EXERCISE DESCRIPTION
Scan the entries below for the string "like" and copy every line where it turns up.

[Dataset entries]
++++++++
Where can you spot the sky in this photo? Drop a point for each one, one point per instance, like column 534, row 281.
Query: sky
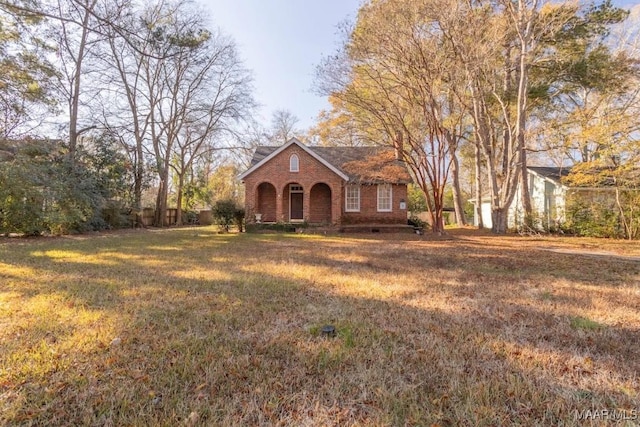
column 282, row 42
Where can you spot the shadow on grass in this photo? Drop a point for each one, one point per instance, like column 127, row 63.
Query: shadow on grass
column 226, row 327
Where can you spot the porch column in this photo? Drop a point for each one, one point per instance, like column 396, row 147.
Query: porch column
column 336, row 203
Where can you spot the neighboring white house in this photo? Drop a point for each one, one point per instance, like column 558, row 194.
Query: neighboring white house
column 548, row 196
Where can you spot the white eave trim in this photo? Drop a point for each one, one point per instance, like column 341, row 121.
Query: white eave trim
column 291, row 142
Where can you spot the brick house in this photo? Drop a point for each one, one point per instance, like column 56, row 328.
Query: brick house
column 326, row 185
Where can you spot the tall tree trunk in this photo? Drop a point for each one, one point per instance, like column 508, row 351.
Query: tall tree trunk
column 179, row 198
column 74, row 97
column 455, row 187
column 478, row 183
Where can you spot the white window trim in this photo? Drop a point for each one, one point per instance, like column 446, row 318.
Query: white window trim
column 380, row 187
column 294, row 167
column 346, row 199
++++++++
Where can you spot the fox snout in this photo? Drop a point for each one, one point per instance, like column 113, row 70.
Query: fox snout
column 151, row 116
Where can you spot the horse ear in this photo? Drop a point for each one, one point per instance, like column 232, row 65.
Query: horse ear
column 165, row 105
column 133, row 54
++++++++
TASK ANSWER
Where can you spot the sky in this photo? Drop a point for each one, one point per instance, like column 534, row 281.
Where can you spot the shadow on grass in this photo? Drop a point for each one, one point per instance, like column 127, row 63.
Where can you spot the porch column in this photo? Drop a point for each one, one point per instance, like column 396, row 147.
Where can you spot the neighboring white house in this photo? Drop a point for each one, one point per instance, like column 558, row 194.
Where can you spot the white eave trim in this photo? Drop a point for each one, one point per instance, like column 341, row 121.
Where can you spot the brick house in this photo? Drop a point for each one, one point per instance, like column 56, row 328.
Where can you spot the tall tree trunk in this photo? Drop a point for each one, one point per instance, like column 508, row 351.
Where can you spot the white window trim in this photo? Drop a point for each one, one point per instance, like column 446, row 318.
Where can you spot the fox snout in this photo? Drop a point for each one, one point per instance, like column 113, row 70.
Where can you spot the horse ear in this photo? Drop a point for each one, one point per instance, like column 232, row 65.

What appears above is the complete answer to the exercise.